* TASK REQUIREMENTS
Rewrite the following lines as a numbered list, omitting any blank lines.

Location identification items
•••

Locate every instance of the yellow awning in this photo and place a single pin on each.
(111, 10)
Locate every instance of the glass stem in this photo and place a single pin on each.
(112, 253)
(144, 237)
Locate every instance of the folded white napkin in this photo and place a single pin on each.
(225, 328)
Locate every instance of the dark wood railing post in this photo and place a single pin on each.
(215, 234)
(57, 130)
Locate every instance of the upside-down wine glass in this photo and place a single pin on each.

•••

* SOLUTION BELOW
1. Locate every instance of the yellow awning in this photo and place a single pin on each.
2. (111, 10)
3. Locate every instance of the glass stem in this photo and place a single pin on each.
4. (112, 253)
5. (144, 237)
6. Locate every instance of the folded white napkin in this photo and place a single pin on each.
7. (225, 328)
8. Locate every instance of the dark wood railing post in this photo and place a single pin on each.
9. (215, 234)
10. (57, 130)
11. Locate every instance of the upside-down wine glass in this photo and place a single pin on each.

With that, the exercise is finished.